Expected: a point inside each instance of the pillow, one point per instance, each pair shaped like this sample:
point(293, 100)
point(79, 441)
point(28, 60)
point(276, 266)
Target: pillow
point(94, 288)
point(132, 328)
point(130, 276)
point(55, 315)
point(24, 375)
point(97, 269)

▶ WORK REQUIRED
Copy every line of the records above word for word, without changing anything.

▶ TASK OUTPUT
Expected: a point inside each instance of the pillow, one point per instance, each pair shaped like this sample:
point(293, 100)
point(79, 441)
point(28, 60)
point(276, 266)
Target: pillow
point(94, 288)
point(132, 328)
point(130, 276)
point(55, 315)
point(24, 375)
point(97, 269)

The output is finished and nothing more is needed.